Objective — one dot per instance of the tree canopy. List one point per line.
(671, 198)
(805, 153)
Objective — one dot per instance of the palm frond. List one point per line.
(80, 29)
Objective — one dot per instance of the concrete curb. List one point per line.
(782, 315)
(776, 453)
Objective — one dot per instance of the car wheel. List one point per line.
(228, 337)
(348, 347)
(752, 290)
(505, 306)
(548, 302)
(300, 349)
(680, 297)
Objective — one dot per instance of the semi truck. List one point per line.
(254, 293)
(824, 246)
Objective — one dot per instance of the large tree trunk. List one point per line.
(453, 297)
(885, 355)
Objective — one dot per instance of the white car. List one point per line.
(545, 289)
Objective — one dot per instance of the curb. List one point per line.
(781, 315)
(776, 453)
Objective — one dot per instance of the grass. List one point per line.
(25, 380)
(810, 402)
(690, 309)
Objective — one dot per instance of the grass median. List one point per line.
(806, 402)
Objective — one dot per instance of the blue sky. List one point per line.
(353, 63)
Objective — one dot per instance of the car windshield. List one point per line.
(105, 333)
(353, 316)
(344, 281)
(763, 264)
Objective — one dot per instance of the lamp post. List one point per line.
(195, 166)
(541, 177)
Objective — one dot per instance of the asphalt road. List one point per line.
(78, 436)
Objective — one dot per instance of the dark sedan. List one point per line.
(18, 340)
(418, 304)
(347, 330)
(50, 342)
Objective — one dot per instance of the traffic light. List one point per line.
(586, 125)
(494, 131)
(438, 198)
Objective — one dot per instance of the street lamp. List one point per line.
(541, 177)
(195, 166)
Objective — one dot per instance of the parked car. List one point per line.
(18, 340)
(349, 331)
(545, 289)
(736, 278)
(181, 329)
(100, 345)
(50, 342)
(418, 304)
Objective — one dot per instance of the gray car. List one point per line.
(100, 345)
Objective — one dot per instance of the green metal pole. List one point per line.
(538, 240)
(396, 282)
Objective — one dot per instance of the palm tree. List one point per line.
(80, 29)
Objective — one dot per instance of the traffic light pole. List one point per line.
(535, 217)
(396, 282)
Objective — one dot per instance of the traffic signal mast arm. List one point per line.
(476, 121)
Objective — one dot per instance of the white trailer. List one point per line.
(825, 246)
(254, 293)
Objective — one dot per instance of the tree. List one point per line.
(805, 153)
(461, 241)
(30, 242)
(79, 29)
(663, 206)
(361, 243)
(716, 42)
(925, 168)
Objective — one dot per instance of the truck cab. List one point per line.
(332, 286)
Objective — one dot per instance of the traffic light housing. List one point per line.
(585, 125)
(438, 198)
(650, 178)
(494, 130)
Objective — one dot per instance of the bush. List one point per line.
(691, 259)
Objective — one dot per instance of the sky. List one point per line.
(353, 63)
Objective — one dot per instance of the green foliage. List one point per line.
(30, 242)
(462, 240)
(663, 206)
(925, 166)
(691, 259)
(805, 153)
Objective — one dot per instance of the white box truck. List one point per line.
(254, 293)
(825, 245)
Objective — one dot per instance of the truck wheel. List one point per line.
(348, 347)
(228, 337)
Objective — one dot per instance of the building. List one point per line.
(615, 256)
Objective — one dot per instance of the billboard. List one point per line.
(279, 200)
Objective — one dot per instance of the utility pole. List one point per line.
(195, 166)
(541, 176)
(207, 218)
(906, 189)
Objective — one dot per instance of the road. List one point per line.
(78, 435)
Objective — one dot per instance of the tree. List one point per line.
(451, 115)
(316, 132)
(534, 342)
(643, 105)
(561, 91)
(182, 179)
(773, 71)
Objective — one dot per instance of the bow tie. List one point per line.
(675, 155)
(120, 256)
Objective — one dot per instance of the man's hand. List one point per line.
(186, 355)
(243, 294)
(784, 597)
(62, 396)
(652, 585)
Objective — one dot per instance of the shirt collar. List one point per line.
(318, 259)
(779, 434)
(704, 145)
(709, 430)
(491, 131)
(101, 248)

************

Rewrite the whole listing above, replacing every "Objective" with "Goal" and leaving everything else unchanged.

Goal — one dot per instance of the tree canopy. List one point per line.
(671, 198)
(805, 153)
Goal — one dot per instance of the palm frond. List one point per line.
(80, 29)
Goal — one dot per instance of the concrete curb. List one point per line.
(782, 315)
(776, 453)
Goal — one dot per instance of the car wheel. List one point per line.
(228, 337)
(348, 347)
(752, 290)
(505, 306)
(548, 302)
(300, 349)
(680, 297)
Goal — one dot per instance of the semi truck. List one point per line.
(254, 293)
(824, 246)
Goal — one dot per instance of the large tree trunk. List one point per line.
(453, 297)
(885, 355)
Goal — one dot per instance of the white car. List one point per line.
(545, 289)
Goal — one dot per instance of the curb. List one point per line.
(781, 315)
(776, 453)
Goal — one dot per instance of the grass. List one point per line.
(25, 380)
(810, 402)
(690, 309)
Goal — one dot per instance of the grass median. List one point per line.
(806, 402)
Goal — one dot per instance of the blue sky. List one point per line.
(353, 63)
Goal — one dot per instance of the car windshield. List one point per line.
(105, 333)
(353, 316)
(344, 281)
(763, 264)
Goal — one dot per instance of the lamp post. List one point per line.
(195, 166)
(541, 177)
Goal — one dot per instance of the asphalt road. List one point per line.
(78, 436)
Goal — one dot per instance of the dark sedan. List one point per line.
(18, 340)
(418, 304)
(347, 330)
(50, 342)
Goal — one dot per instance of the traffic light. List one point per line.
(586, 125)
(494, 131)
(438, 198)
Goal — one dot per instance of the street lamp. List one point per line.
(541, 177)
(195, 166)
Goal — one dot per instance of the parked car. List one point per line.
(18, 340)
(349, 331)
(545, 289)
(736, 278)
(181, 329)
(100, 345)
(50, 342)
(418, 304)
Goal — one dot per instance of the gray car. List one point per line.
(100, 345)
Goal — one dot per instance of the green metal pole. List one point per line.
(538, 240)
(396, 282)
Goal — one dot per instance of the palm tree. List one point per line.
(80, 29)
Goal — one dot per instance of the traffic light pole. List one point per line.
(535, 217)
(396, 282)
Goal — one dot per instance of the traffic signal mast arm. List one point per line.
(476, 121)
Goal — one dot per instance of the white trailer. List one point per line.
(825, 246)
(254, 293)
Goal — one dot per instance of the tree. List one point per line.
(805, 153)
(461, 241)
(30, 242)
(79, 29)
(663, 206)
(361, 243)
(716, 42)
(925, 168)
Goal — one dot per instance of the truck cab. List one point per line.
(332, 286)
Goal — one dot per instance of the traffic light housing. List one point per line.
(585, 125)
(438, 198)
(650, 178)
(494, 130)
Goal — one dot per instance of the bush. List one point per line.
(691, 259)
Goal — one dot per instance of the sky. List one point per line.
(353, 63)
Goal — one dot per instance of the green foliage. List one point per line.
(30, 242)
(462, 240)
(663, 206)
(925, 166)
(691, 259)
(805, 153)
Goal — one dot per instance of the white box truck. List one point per line.
(254, 293)
(825, 245)
Goal — one dot per instance of the truck wheel. List one point per line.
(348, 347)
(228, 337)
Goal — one dot per instance of the building. List one point per line.
(615, 256)
Goal — one dot per instance of the billboard. List one point per line.
(279, 200)
Goal — one dot per instance of the utility pole. List one point per line.
(195, 166)
(541, 176)
(207, 218)
(906, 189)
Goal — one dot per instance of the road. List one point per line.
(78, 435)
Goal — one dot per instance of the tree. List one point per line.
(451, 115)
(316, 132)
(534, 342)
(643, 105)
(561, 91)
(182, 179)
(773, 71)
Goal — one dot per instance of the bow tie. List one point per line.
(675, 155)
(120, 256)
Goal — one dot per instance of the man's hand. List one point per line.
(186, 355)
(243, 294)
(784, 597)
(62, 396)
(652, 585)
Goal — one dot per instance of the shirt collar. List one point per line.
(318, 259)
(779, 434)
(704, 145)
(709, 430)
(491, 131)
(101, 248)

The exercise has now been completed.